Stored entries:

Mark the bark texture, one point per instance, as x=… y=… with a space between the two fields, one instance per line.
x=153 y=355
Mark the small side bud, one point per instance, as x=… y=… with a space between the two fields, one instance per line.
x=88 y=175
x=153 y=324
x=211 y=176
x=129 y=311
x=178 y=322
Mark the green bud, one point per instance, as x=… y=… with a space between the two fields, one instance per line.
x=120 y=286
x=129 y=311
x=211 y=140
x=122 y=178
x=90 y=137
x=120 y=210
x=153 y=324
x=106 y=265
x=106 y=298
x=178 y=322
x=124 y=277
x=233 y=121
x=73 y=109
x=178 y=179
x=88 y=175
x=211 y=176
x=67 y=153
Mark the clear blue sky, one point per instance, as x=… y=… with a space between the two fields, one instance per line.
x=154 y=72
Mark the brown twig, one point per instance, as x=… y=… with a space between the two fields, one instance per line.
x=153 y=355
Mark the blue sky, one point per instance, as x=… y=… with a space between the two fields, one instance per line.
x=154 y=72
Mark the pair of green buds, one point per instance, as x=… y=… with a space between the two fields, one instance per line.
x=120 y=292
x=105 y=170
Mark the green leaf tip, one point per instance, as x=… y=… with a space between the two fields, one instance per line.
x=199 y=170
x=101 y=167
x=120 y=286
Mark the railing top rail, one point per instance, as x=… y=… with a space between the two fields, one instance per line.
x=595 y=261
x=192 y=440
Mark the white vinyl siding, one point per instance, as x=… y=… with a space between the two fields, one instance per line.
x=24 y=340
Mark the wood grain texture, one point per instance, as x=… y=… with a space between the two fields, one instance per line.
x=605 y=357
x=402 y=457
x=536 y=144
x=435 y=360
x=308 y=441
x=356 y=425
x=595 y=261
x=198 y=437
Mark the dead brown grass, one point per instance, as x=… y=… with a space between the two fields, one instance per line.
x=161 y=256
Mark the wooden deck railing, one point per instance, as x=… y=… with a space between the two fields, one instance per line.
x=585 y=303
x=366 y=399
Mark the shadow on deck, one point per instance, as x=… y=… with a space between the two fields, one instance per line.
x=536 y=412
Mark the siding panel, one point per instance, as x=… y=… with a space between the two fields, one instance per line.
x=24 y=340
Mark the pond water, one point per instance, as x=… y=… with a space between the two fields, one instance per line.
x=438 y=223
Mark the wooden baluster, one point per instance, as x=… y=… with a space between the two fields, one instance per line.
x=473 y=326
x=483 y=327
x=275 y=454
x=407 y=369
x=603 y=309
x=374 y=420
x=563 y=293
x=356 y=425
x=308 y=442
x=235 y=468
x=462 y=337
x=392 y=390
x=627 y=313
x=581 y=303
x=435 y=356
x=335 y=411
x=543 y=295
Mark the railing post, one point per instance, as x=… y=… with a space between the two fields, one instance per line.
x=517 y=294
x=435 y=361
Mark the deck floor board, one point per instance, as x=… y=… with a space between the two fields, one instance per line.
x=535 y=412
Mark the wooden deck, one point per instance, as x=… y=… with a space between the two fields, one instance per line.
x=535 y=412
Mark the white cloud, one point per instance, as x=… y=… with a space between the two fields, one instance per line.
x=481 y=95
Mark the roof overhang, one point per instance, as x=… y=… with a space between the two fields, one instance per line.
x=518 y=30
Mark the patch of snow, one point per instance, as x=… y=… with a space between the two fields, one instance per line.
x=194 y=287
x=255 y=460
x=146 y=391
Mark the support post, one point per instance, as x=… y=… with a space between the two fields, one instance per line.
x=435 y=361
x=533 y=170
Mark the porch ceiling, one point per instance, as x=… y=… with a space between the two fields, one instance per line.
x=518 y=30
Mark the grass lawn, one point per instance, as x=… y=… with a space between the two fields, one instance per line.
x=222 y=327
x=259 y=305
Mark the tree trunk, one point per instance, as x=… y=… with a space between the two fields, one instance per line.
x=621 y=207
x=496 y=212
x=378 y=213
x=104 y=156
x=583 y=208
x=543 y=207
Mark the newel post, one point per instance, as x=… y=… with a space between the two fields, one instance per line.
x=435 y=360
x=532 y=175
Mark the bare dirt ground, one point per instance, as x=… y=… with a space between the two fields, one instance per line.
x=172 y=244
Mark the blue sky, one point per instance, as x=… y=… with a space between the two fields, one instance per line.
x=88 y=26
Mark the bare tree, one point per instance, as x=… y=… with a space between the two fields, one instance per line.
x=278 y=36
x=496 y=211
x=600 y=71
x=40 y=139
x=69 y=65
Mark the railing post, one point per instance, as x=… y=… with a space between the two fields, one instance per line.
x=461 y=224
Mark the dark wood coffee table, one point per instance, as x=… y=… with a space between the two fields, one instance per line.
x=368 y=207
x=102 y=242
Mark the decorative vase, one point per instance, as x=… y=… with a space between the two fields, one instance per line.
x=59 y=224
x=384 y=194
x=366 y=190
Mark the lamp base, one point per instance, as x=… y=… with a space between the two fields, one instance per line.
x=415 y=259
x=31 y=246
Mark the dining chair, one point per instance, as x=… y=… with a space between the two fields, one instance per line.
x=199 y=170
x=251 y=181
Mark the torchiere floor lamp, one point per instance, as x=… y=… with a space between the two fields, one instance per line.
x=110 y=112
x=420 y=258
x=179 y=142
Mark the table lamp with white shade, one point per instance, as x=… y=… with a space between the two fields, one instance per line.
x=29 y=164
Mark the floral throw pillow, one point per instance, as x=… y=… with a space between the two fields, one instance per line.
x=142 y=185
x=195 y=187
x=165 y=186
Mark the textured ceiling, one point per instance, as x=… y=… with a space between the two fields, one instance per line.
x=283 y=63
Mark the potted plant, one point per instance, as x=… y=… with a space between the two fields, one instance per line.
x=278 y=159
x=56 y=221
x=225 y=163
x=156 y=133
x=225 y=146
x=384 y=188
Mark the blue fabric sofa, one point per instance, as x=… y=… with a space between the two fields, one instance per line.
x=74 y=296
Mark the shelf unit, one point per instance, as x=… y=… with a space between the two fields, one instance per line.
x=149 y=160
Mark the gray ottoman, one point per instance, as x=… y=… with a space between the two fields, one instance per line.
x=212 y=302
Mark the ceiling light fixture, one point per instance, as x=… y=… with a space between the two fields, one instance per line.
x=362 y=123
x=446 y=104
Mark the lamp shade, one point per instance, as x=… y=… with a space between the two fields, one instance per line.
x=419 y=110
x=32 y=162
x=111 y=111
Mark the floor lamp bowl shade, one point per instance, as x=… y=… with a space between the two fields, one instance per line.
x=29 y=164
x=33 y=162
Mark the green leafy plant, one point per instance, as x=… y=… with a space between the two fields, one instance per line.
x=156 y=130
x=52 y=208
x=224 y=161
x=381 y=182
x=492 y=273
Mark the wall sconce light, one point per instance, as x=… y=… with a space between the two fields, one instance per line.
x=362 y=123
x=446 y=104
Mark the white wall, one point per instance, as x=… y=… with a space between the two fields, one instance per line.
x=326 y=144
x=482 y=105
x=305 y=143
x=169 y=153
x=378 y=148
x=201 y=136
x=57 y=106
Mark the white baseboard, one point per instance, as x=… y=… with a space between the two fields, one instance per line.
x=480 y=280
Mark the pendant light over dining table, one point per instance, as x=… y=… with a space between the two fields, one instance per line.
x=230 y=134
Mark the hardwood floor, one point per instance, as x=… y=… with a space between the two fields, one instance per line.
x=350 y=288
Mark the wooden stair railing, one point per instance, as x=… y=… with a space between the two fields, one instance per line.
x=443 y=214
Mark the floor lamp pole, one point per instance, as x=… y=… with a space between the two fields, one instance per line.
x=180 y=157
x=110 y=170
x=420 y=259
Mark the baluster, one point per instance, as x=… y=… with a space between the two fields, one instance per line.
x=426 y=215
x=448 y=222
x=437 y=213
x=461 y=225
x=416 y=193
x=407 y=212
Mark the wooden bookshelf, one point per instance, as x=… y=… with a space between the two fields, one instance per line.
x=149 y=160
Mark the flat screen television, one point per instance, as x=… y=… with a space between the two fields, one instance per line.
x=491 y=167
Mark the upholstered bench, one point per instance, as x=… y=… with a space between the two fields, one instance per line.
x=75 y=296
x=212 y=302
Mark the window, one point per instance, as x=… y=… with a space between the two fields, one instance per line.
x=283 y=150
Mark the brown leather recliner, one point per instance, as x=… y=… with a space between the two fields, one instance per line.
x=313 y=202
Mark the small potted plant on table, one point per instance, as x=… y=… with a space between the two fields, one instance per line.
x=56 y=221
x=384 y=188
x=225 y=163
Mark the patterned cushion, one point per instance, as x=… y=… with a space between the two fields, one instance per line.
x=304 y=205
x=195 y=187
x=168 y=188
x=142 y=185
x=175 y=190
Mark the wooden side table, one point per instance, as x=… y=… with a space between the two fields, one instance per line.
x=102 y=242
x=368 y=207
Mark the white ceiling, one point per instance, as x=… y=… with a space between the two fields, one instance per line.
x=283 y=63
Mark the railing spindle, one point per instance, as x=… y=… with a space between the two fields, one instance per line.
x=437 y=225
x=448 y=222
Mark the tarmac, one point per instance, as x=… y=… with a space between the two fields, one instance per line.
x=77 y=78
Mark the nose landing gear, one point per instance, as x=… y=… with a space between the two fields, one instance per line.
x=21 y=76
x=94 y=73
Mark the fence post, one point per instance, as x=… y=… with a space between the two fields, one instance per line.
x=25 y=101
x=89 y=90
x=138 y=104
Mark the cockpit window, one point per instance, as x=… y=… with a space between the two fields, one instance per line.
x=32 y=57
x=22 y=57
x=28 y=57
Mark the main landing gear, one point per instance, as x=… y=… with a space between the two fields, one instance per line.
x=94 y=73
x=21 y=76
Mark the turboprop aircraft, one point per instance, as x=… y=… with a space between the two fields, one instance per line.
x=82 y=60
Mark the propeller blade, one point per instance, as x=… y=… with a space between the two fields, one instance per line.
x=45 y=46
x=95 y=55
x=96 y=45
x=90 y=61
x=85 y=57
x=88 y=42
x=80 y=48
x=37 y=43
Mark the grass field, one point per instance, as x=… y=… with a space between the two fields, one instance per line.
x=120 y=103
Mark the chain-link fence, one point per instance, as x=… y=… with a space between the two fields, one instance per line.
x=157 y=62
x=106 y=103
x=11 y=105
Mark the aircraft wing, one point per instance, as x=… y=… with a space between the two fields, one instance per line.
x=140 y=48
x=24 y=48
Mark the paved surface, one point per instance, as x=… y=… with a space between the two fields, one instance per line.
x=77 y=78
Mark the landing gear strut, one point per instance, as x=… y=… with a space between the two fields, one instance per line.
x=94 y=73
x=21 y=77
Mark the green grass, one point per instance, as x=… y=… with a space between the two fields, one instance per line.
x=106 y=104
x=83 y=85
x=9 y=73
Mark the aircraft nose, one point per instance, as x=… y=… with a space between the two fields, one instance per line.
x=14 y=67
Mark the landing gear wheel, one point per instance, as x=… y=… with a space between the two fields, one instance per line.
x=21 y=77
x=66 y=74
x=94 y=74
---
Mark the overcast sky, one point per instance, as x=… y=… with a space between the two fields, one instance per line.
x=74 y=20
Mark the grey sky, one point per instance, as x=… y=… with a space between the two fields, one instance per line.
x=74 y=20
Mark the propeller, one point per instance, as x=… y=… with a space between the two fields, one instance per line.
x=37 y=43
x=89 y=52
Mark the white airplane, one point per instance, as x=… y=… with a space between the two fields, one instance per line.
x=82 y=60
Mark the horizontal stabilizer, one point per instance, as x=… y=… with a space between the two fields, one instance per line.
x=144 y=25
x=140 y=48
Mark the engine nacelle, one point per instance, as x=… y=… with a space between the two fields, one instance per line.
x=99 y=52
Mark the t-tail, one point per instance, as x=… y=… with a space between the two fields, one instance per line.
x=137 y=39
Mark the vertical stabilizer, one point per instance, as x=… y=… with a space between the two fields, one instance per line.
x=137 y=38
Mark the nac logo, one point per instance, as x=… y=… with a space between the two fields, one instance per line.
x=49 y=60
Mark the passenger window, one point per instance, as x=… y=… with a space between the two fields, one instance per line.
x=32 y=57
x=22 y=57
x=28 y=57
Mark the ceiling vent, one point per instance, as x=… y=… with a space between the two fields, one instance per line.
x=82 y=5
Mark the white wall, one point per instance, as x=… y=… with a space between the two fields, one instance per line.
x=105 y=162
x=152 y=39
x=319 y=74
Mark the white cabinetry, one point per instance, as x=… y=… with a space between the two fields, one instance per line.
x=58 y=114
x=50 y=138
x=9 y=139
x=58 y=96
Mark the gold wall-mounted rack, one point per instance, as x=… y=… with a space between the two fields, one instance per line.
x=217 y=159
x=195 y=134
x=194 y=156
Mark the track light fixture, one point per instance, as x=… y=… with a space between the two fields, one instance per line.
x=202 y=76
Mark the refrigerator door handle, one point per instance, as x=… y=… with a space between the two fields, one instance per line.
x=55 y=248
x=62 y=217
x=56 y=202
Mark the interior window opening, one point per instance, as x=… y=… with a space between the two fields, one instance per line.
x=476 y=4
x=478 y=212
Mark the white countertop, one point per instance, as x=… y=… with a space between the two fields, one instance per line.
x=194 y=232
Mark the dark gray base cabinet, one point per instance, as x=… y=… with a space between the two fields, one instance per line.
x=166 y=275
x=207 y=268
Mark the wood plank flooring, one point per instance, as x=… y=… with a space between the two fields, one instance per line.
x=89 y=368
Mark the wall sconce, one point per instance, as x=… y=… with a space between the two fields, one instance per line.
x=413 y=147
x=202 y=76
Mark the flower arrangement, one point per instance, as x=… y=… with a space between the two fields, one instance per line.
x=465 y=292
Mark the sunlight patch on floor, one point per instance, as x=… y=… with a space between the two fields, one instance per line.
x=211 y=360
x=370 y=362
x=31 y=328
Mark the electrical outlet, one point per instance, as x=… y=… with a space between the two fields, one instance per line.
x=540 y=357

» Aim:
Rewrite the items from the line with "Mark the bark" up to and including the line with "x=192 y=440", changing "one point per instance" to "a single point per object" and leaving everything else the same.

» Output for this task:
Mark the bark texture, a single point per object, as x=… y=… with a space between the two fields, one instance per line.
x=153 y=355
Mark the small side bud, a single point per object, as x=… y=… with a space between the two fields, one instance per line.
x=88 y=175
x=153 y=324
x=211 y=176
x=129 y=311
x=178 y=322
Mark the green bud, a single point per object, as x=… y=… with a space between the two fields, one instance per line.
x=120 y=286
x=129 y=311
x=211 y=140
x=122 y=178
x=90 y=137
x=120 y=210
x=153 y=324
x=106 y=265
x=106 y=298
x=178 y=322
x=124 y=277
x=233 y=121
x=73 y=109
x=178 y=179
x=88 y=175
x=211 y=176
x=67 y=153
Mark the clear blue sky, a single point per object, as x=… y=… with a space between the two fields, one instance per line.
x=154 y=72
Mark the brown twig, a single point per object, as x=… y=… with a space between the two fields, one instance per line.
x=153 y=355
Mark the blue sky, a single point per object, as x=… y=… with a space between the two fields, one instance per line.
x=154 y=72
Mark the pair of green buds, a single point per object, as x=… y=… with a space between the two fields, one instance per line.
x=120 y=292
x=105 y=170
Mark the green leaf tip, a single point per object, as x=… y=… with a space between the two fields, one instance per line.
x=199 y=170
x=101 y=167
x=120 y=286
Mark the railing top rail, a single point per object, as x=… y=… with a space between the two fields, one instance per line.
x=595 y=261
x=192 y=440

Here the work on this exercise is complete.